■ How to complete this task: The response must consist of the lines below from the one with "of the woman" through the one with "the red logo", exactly as they appear and with both ends kept.

■ Given data:
*** Begin section ***

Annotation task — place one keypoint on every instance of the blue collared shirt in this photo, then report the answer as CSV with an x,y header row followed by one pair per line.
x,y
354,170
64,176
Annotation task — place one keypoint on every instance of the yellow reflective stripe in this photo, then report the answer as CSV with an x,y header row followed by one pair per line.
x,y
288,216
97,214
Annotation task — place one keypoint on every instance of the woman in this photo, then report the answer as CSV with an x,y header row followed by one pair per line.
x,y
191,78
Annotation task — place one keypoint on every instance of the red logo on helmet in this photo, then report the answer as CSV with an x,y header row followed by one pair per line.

*** End section ***
*** Begin section ***

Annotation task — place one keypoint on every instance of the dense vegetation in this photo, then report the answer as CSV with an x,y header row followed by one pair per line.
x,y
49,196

*** End section ***

■ Answer space:
Annotation task — place one keypoint on every instance of the woman in this photo, then report the answer as CSV with an x,y header row followed by one pair per line.
x,y
191,78
Annotation task — place one keypoint on every instance of the red logo on helmet in this photo, then report the answer as CSV with an x,y header row followed by one pair per line.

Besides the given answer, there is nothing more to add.